> Set task 1: In the listing, rename "brown spot" as "dark blemish" in the stretch from the line containing "Reviewer note: confirm that each instance of the mango with" through the line containing "306), (536, 290)]", and return those lines with nothing else altered.

Michael R. Winter, age 62—Mr. Winter was appointed a director of the Company in July 2014. Mr. Winter is a former partner in the Buffalo, New York office of PricewaterhouseCoopers LLP ("PwC"), serving in that role from 1987 until his retirement in June 2014. During his tenure, Mr. Winter was responsible for leading the delivery of assurance services to public entities with experience serving many sectors including Consumer and Industrial Products Manufacturing, Energy and Healthcare. Since 2010 he was also a member of the PwC National Office based in New Jersey, which serves as support for all PwC U.S. practice offices. Mr. Winter is currently chairman of the board of directors, chairman of the compensation committee and a member of the governance committee of Gas Natural Inc. His accounting and business expertise, including an in-depth understanding of the preparation and analysis of financial statements, makes him highly qualified to serve as a director.
Under the corporate governance standards of the Nasdaq Global Market, at least a majority of our Directors, and, except in limited circumstances, all of the members of our Audit Committee, Compensation Committee and Governance and Nominating Committee, must meet the test of "independence" as defined by Nasdaq. The Nasdaq standards provide that to qualify as an "independent" director, in addition to satisfying certain bright-line criteria, the Board of Directors must affirmatively determine that a director has no material relationship with the Company. The Board of Directors has determined that each director nominee, other than Mr. Warzala and Mr. Smith, satisfies the bright-line criteria and that no other director or nominee has a relationship with the Company that would interfere with such person's ability to exercise independent judgment as a member of our Board.
Richard S. Warzala serves as the Company's Chairman of the Board and also serves as President and Chief Executive Officer of the Company. The Company believes that having Mr. Warzala serve as both an executive officer and as Chairman demonstrates to the Company's employees and other stakeholders that the Board of Directors is under strong leadership, with a single person setting the tone and having primary responsibility for leading the Board of Directors. The Company believes this unity of leadership eliminates the potential for confusion or duplication of efforts, and provides clear leadership for the Company. In addition, the Board of Directors recognizes that, given Mr. Warzala's familiarity with the Company and his long standing experience with the Company, it is valuable to have him lead board discussions.

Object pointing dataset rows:
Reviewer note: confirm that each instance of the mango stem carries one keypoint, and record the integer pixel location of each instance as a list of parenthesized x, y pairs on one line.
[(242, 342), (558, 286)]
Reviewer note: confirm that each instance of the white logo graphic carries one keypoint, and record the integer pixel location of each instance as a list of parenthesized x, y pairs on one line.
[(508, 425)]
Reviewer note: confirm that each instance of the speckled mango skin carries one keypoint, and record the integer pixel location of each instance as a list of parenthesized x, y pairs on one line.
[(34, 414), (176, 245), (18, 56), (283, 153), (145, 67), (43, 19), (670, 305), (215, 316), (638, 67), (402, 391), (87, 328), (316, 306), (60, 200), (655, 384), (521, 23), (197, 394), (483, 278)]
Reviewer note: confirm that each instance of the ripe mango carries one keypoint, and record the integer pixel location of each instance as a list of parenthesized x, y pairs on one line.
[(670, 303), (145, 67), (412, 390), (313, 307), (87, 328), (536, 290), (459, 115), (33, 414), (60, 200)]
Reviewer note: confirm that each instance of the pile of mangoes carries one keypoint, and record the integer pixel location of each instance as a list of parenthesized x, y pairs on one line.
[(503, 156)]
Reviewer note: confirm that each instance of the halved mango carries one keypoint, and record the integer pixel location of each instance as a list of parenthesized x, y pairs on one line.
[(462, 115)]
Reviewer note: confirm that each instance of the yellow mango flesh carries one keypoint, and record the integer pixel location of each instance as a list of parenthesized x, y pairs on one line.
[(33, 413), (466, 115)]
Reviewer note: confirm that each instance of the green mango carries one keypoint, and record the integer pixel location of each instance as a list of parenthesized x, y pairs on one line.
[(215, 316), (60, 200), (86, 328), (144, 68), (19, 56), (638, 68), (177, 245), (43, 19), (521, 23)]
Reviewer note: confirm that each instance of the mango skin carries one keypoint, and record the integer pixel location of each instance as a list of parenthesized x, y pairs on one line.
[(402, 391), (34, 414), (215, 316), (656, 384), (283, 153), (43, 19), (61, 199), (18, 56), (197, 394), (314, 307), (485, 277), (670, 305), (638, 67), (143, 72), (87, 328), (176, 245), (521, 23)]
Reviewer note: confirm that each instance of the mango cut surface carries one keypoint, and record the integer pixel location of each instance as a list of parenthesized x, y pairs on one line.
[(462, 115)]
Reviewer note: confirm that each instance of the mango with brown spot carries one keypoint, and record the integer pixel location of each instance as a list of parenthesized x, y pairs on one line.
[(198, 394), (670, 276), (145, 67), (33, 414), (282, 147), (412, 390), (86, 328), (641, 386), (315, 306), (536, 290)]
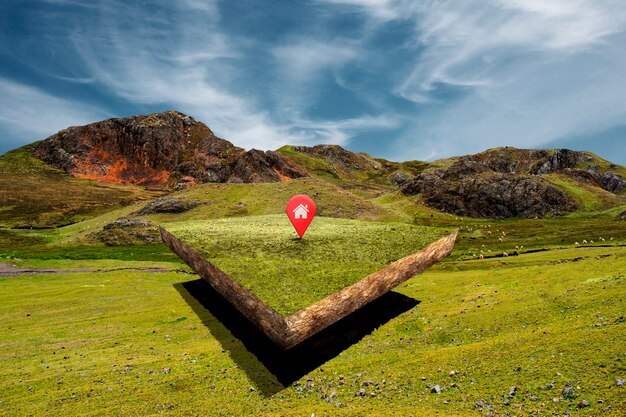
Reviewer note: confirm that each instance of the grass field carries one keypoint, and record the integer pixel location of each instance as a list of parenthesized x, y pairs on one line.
[(539, 332), (114, 343)]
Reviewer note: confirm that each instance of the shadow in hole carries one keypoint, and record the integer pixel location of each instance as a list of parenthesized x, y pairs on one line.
[(286, 366)]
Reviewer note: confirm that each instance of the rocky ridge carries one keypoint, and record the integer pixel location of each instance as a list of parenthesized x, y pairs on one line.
[(168, 148)]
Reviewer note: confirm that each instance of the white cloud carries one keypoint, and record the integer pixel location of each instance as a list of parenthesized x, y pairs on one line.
[(30, 114), (384, 10), (527, 71)]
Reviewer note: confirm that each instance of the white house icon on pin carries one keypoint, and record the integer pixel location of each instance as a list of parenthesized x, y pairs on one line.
[(301, 212)]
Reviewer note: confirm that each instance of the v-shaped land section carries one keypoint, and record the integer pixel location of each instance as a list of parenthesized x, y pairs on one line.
[(287, 332)]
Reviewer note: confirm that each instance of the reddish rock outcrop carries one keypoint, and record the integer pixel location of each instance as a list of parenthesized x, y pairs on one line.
[(164, 149)]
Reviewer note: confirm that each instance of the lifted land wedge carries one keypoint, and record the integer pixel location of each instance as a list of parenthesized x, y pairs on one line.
[(289, 332)]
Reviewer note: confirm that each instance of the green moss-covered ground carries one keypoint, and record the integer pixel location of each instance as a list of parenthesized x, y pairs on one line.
[(121, 341), (127, 343)]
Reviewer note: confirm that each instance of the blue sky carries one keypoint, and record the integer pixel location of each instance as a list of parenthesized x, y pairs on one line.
[(398, 79)]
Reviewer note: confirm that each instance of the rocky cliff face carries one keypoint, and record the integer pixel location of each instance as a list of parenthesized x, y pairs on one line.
[(166, 148), (490, 195), (480, 186), (575, 164)]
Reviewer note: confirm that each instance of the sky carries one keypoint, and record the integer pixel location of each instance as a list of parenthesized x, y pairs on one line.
[(398, 79)]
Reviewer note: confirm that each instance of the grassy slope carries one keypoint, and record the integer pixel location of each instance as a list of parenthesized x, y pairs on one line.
[(127, 343), (554, 315), (264, 254), (32, 194)]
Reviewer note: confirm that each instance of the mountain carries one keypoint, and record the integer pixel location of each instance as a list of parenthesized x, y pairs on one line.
[(160, 149), (82, 171), (510, 182)]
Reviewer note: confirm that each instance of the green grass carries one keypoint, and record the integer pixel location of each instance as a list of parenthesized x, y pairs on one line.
[(101, 343), (126, 343), (32, 194), (264, 254)]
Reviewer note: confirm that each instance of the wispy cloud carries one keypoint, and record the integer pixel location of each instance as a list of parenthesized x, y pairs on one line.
[(195, 68), (435, 78), (29, 114), (524, 72)]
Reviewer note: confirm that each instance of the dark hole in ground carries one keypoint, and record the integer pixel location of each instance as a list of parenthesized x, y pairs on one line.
[(286, 366)]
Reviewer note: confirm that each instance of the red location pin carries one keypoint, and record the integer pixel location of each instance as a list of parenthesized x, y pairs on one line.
[(300, 210)]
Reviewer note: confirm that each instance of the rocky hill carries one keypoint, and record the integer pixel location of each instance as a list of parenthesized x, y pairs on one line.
[(171, 150), (165, 149), (510, 182)]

> Set task 2: Repeat word for word the stretch of the board governance text from "Richard S. Warzala" through "lead board discussions.".

> Task answer 1:
Reviewer note: confirm that each instance of the mango with dark blemish carries one keypoint, and record the integer pixel location of each instance as a list of parenthesized x, y pairs on one line.
[(198, 394), (670, 276), (145, 67), (33, 414), (282, 147), (412, 390), (86, 328), (641, 386), (315, 306), (536, 290)]

> Task answer 2:
Richard S. Warzala serves as the Company's Chairman of the Board and also serves as President and Chief Executive Officer of the Company. The Company believes that having Mr. Warzala serve as both an executive officer and as Chairman demonstrates to the Company's employees and other stakeholders that the Board of Directors is under strong leadership, with a single person setting the tone and having primary responsibility for leading the Board of Directors. The Company believes this unity of leadership eliminates the potential for confusion or duplication of efforts, and provides clear leadership for the Company. In addition, the Board of Directors recognizes that, given Mr. Warzala's familiarity with the Company and his long standing experience with the Company, it is valuable to have him lead board discussions.